[EXERCISE DESCRIPTION]
Everything from the line with "You are tasked with finding the white throw" to the end of the data should be restated word for word, and nothing before it.

[Region labeling records]
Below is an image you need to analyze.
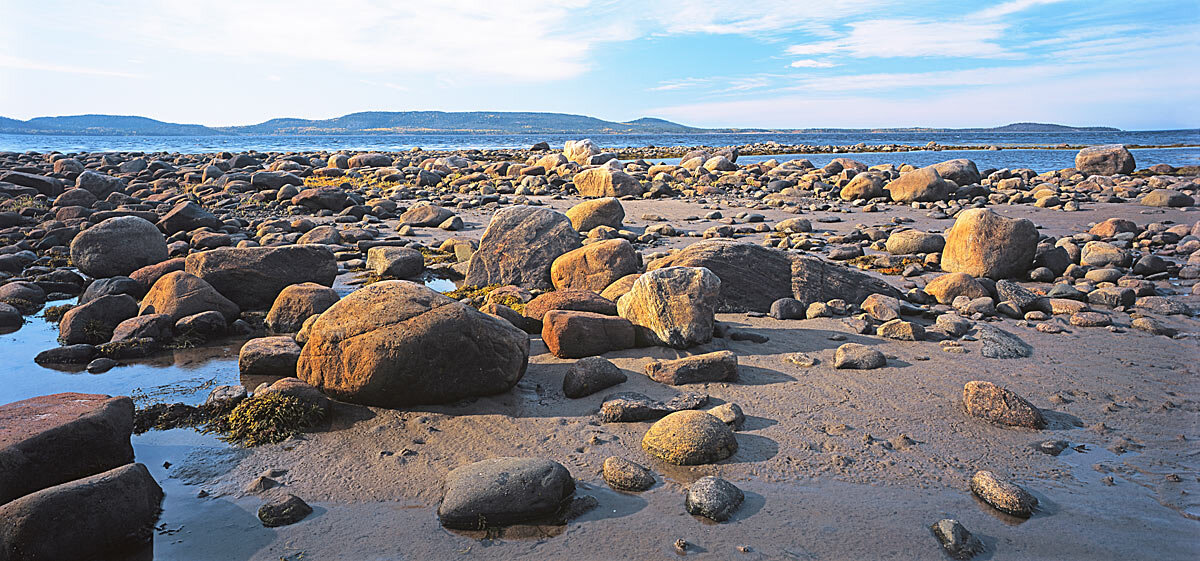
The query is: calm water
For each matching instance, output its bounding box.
[0,129,1200,153]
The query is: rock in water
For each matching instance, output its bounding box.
[1075,144,1135,175]
[464,206,580,289]
[604,456,654,491]
[185,246,337,309]
[978,325,1033,358]
[617,267,721,349]
[642,410,738,465]
[296,281,529,408]
[684,476,745,521]
[258,495,312,527]
[971,470,1038,518]
[71,216,167,278]
[929,518,983,560]
[635,241,796,314]
[0,464,163,561]
[0,393,133,503]
[438,458,575,530]
[962,381,1046,429]
[942,209,1038,279]
[563,356,629,399]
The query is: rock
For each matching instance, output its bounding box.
[158,200,223,236]
[0,393,133,505]
[971,470,1038,518]
[635,240,787,314]
[979,325,1033,358]
[1075,144,1135,175]
[642,410,738,465]
[575,165,642,198]
[884,167,954,204]
[258,494,312,527]
[238,337,300,378]
[931,158,980,186]
[875,319,925,340]
[400,205,455,228]
[767,297,806,320]
[566,197,625,231]
[541,309,635,358]
[684,476,745,521]
[646,350,738,386]
[602,456,654,491]
[438,458,575,530]
[791,254,901,306]
[0,462,163,561]
[71,216,167,278]
[563,356,629,399]
[185,246,337,309]
[600,392,708,423]
[887,230,946,255]
[367,247,425,278]
[138,271,241,324]
[296,281,529,406]
[833,343,888,370]
[109,314,175,342]
[942,209,1038,279]
[929,518,983,560]
[550,239,641,292]
[962,381,1046,429]
[838,173,886,200]
[266,283,340,333]
[617,267,722,349]
[1141,189,1196,207]
[859,294,900,321]
[708,402,746,430]
[464,206,580,289]
[59,294,138,345]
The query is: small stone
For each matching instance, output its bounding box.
[258,495,312,527]
[971,470,1038,518]
[684,476,745,521]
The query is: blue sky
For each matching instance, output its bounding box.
[0,0,1200,129]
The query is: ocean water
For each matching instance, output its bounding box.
[0,129,1200,171]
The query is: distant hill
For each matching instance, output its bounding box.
[0,111,1120,137]
[221,111,706,134]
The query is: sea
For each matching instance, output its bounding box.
[0,129,1200,171]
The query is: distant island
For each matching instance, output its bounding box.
[0,111,1121,137]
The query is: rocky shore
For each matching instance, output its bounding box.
[0,140,1200,561]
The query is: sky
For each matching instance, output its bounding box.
[0,0,1200,129]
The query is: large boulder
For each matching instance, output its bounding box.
[296,281,529,408]
[550,239,641,292]
[71,216,167,278]
[1075,144,1135,175]
[884,167,954,203]
[184,246,337,309]
[438,458,575,530]
[138,271,241,324]
[0,393,133,505]
[635,240,792,314]
[566,197,625,231]
[791,254,901,306]
[266,283,341,333]
[575,165,642,198]
[466,206,580,289]
[0,464,163,561]
[942,209,1038,279]
[59,294,138,345]
[617,267,724,349]
[932,158,979,186]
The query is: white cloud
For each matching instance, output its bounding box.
[788,59,838,68]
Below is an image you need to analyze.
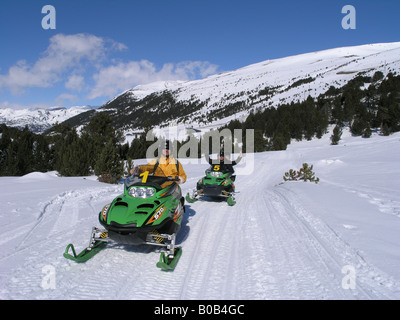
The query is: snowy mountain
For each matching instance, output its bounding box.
[0,126,400,298]
[96,42,400,130]
[0,42,400,134]
[0,106,93,133]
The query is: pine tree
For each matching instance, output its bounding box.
[94,139,124,183]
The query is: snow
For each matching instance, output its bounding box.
[0,128,400,300]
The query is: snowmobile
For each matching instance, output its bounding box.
[64,172,185,270]
[186,165,236,206]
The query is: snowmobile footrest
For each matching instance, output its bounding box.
[157,248,182,271]
[64,241,107,262]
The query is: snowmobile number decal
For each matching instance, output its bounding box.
[147,207,165,224]
[140,171,149,183]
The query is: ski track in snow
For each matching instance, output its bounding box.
[0,132,400,300]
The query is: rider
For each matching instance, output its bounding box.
[130,140,187,188]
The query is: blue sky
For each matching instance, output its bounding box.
[0,0,400,108]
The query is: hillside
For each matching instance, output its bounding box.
[0,106,93,133]
[0,131,400,300]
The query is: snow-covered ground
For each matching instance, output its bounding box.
[0,128,400,300]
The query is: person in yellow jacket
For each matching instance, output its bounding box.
[130,140,187,188]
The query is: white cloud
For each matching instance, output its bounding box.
[0,33,126,94]
[88,60,218,99]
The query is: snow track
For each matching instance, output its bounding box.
[0,131,400,300]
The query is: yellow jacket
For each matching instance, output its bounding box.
[139,156,187,188]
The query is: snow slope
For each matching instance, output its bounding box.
[0,129,400,300]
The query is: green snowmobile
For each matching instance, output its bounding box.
[64,172,185,270]
[186,165,236,206]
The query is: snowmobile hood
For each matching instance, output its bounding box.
[100,180,181,228]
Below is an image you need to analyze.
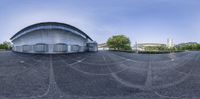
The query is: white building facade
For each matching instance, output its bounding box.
[11,22,98,54]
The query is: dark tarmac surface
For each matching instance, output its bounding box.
[0,51,200,99]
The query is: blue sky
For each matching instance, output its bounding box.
[0,0,200,44]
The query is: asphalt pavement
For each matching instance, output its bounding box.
[0,51,200,99]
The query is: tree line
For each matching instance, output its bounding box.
[107,35,200,51]
[0,41,11,50]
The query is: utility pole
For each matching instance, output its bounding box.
[135,41,138,53]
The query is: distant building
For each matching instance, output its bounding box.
[132,43,166,51]
[98,43,109,50]
[167,38,174,48]
[11,22,97,54]
[176,42,198,47]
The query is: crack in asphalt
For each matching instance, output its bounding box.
[145,54,152,90]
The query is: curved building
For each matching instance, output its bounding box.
[11,22,97,54]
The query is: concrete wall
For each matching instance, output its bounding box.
[12,29,87,53]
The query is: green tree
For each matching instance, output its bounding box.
[107,35,131,50]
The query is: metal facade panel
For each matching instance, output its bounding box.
[34,44,48,52]
[53,44,67,52]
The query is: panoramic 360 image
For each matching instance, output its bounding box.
[0,0,200,99]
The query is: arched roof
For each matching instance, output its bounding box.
[10,22,93,41]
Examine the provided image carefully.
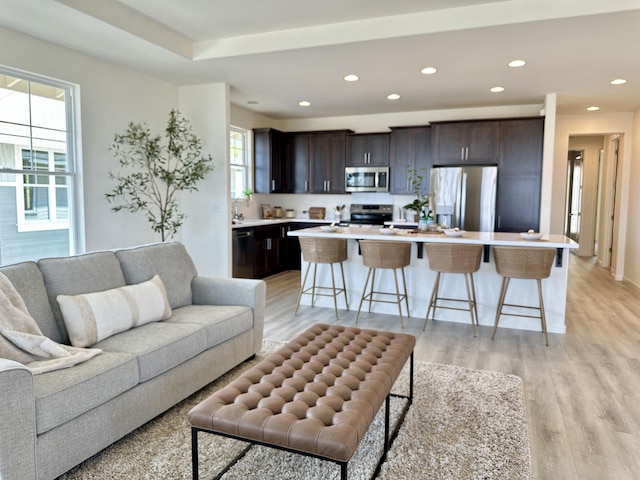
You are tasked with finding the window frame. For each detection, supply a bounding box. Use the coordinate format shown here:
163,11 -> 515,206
229,125 -> 253,200
0,64 -> 85,260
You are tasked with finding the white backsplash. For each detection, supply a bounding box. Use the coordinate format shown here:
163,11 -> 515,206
238,193 -> 413,220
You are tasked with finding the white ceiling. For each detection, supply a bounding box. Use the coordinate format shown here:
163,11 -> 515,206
0,0 -> 640,118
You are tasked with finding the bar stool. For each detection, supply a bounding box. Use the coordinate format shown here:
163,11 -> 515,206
356,240 -> 411,328
294,237 -> 349,320
491,247 -> 556,346
422,243 -> 482,337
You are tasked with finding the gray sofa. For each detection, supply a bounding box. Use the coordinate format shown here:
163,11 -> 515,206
0,242 -> 266,480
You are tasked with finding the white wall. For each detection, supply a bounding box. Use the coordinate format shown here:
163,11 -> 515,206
0,28 -> 178,251
180,83 -> 232,277
624,109 -> 640,287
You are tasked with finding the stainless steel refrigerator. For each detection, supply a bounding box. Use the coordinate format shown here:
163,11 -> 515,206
430,165 -> 498,232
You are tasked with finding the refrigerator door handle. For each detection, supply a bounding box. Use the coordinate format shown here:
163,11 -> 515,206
458,171 -> 467,230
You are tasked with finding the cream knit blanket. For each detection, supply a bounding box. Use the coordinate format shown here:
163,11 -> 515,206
0,273 -> 102,375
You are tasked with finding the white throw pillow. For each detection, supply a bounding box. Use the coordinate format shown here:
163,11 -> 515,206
57,275 -> 171,347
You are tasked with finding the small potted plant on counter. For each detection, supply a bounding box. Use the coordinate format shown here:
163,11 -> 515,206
402,166 -> 429,222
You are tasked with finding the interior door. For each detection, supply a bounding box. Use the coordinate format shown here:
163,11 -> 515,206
564,150 -> 584,242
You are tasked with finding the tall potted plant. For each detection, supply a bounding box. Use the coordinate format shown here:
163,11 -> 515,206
105,110 -> 213,241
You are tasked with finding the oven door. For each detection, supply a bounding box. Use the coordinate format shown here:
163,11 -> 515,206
349,212 -> 393,225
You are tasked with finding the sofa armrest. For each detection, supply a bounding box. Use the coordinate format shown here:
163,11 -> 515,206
191,276 -> 267,352
0,358 -> 36,480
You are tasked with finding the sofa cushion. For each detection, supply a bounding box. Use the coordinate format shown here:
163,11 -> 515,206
33,352 -> 138,435
94,322 -> 207,382
0,262 -> 64,343
167,305 -> 253,348
116,242 -> 198,308
38,252 -> 127,344
58,275 -> 171,347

[RESULT]
You are tasked with finding the white throw pillow. For each detection, supply a bounding box. Use the coordinate format shown here:
163,11 -> 515,206
57,275 -> 171,347
You are tasked with finding the small potted plant on counter. For each detection, supply a bounding box. Use the coordinate format shown here:
163,11 -> 515,206
402,166 -> 429,222
You are tasked with finding the interior door. For each detection, supply a bounding box. Use the coordinate format shown here:
163,11 -> 515,206
564,150 -> 584,242
You are tasked with finding the tall potted plant. For each detection, supply a bounding box. Use the coordinate format shown here:
163,11 -> 515,206
105,110 -> 213,241
You are tasked with finding the oven door. For each detection, supply a bounding box. Use the coordinate format shown here:
163,11 -> 515,206
349,212 -> 393,225
You are tasked with finding the sofa armrest. For each detection, supply a bounding box. Use the coordinate format shown here:
163,11 -> 515,206
191,276 -> 267,352
0,358 -> 36,480
You are tasked with finding the sofa cushion. For each detection, supply a bounding box. Use the coordinate format shown here:
163,11 -> 515,206
33,352 -> 138,435
94,322 -> 207,382
0,262 -> 64,343
167,305 -> 253,348
116,242 -> 198,308
38,252 -> 127,344
58,275 -> 171,347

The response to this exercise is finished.